▸ Goal
Collect each line in the records below that contains the string "roof", treating uppercase and lowercase letters as different.

▸ Information provided
[start]
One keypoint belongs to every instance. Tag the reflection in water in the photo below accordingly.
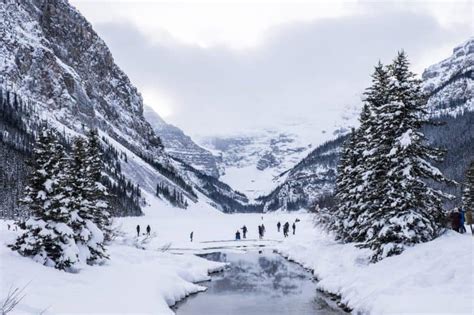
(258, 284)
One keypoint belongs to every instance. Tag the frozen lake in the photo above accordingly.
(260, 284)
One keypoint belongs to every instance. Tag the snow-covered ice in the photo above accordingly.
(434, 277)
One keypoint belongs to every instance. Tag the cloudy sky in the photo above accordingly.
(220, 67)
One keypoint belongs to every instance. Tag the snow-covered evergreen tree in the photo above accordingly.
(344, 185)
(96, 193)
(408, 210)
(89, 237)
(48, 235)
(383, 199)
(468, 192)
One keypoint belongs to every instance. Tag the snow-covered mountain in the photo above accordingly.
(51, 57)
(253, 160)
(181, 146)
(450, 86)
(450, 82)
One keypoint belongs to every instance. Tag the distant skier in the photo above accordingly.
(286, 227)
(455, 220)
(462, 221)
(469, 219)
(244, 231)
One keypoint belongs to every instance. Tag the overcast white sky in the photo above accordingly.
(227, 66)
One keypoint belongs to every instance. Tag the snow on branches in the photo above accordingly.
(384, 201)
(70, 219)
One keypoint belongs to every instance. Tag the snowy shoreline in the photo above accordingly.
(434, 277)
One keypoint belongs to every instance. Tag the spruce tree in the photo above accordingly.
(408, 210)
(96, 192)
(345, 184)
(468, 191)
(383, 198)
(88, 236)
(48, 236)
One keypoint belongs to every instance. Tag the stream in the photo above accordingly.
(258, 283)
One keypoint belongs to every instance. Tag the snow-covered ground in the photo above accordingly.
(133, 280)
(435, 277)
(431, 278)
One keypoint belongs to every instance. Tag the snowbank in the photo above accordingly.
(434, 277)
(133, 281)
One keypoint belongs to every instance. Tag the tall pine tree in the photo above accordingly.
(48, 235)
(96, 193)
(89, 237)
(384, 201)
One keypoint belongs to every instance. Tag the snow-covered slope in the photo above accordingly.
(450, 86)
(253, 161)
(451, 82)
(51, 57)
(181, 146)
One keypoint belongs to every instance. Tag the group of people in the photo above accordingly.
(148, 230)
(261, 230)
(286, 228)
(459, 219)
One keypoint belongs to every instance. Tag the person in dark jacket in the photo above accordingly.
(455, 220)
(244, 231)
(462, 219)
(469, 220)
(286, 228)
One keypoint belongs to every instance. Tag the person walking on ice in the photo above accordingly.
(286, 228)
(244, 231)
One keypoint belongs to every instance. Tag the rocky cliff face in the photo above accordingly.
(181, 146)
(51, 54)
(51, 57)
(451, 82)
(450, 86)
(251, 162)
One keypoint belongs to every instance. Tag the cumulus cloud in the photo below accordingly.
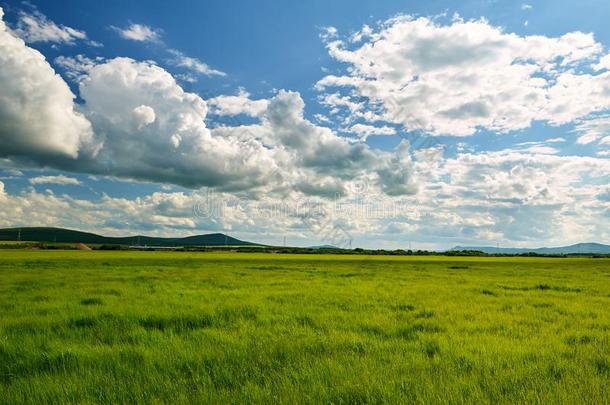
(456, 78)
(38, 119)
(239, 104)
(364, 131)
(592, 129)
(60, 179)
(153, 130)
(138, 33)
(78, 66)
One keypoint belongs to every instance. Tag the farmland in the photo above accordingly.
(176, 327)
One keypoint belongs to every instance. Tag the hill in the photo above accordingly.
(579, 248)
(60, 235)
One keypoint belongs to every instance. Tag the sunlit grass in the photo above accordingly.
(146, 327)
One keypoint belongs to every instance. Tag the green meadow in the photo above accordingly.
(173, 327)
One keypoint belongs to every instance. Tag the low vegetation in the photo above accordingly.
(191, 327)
[end]
[start]
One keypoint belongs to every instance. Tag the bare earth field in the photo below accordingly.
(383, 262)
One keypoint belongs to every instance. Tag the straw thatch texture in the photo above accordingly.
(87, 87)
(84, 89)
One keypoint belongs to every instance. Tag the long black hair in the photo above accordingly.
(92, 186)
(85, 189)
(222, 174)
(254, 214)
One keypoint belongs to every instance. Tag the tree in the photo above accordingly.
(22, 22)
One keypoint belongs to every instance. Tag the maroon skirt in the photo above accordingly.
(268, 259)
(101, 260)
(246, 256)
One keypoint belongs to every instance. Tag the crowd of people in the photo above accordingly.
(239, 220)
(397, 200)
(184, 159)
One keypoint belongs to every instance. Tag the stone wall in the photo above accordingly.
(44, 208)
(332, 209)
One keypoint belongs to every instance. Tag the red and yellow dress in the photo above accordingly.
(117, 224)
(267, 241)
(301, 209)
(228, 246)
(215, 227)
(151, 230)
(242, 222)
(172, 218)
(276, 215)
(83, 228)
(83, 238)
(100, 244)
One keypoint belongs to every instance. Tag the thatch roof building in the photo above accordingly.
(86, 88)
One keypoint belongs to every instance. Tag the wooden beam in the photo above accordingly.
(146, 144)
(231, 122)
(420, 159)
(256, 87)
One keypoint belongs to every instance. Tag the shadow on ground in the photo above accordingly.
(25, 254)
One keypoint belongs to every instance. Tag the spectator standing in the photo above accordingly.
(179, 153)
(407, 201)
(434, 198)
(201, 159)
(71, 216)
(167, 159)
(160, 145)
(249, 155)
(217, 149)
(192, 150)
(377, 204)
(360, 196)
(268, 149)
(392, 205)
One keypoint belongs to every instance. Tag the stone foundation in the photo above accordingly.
[end]
[start]
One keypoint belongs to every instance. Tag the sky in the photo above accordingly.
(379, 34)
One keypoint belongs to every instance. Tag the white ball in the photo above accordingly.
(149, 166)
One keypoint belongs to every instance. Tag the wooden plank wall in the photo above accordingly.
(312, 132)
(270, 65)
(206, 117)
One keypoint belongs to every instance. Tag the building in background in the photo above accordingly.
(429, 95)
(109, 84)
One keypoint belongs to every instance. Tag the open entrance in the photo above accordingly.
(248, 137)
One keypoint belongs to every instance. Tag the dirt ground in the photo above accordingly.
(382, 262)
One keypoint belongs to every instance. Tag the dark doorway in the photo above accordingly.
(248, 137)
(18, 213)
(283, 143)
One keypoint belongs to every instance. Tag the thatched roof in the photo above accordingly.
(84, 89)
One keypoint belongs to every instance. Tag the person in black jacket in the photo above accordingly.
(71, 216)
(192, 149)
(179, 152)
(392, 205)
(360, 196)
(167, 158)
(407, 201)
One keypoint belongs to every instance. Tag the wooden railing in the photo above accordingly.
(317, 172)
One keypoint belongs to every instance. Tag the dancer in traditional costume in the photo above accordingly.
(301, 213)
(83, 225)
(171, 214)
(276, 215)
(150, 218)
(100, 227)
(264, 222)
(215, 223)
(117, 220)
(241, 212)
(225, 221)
[end]
▸ Task result
One keypoint belongs to every instance. Tag the thatch roof building in the photo above accordingly.
One keypoint belongs to every instance. Tag the thatched roof in the photo above accordingly.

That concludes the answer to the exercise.